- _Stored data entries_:
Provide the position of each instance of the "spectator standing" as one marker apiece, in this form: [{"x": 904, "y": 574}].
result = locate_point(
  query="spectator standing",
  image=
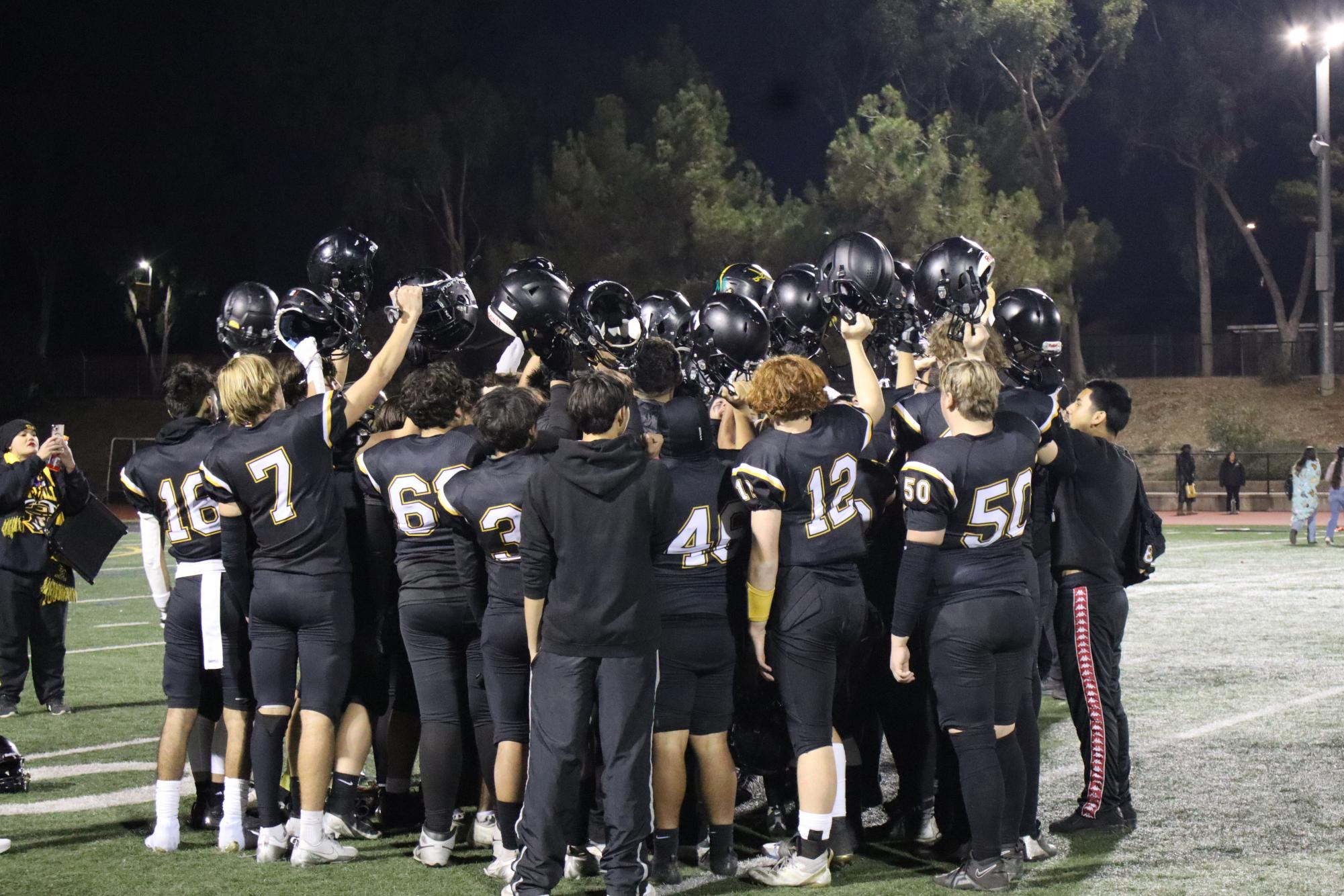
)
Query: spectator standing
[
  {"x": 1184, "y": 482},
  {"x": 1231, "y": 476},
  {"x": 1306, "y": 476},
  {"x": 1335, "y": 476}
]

* * *

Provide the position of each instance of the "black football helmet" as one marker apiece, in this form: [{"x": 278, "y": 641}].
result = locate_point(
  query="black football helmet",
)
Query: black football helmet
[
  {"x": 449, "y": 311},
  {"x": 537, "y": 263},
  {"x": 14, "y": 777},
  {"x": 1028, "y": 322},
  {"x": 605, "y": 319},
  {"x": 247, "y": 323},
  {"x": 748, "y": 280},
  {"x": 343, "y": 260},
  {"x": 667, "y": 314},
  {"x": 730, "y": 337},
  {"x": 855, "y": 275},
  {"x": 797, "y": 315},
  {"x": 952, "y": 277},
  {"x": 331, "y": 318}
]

- _AIM OF THE EXERCISE_: Please filter the data down to the lines containing the word "apiece".

- _RESULT FOR THIS EXERCISE_:
Provide the position of each instance of the "spectator standing" as one marker apiece, in this form: [{"x": 904, "y": 574}].
Provide the position of each instance of the "black football helmet" as one marker apiece, in this form: [{"x": 278, "y": 641}].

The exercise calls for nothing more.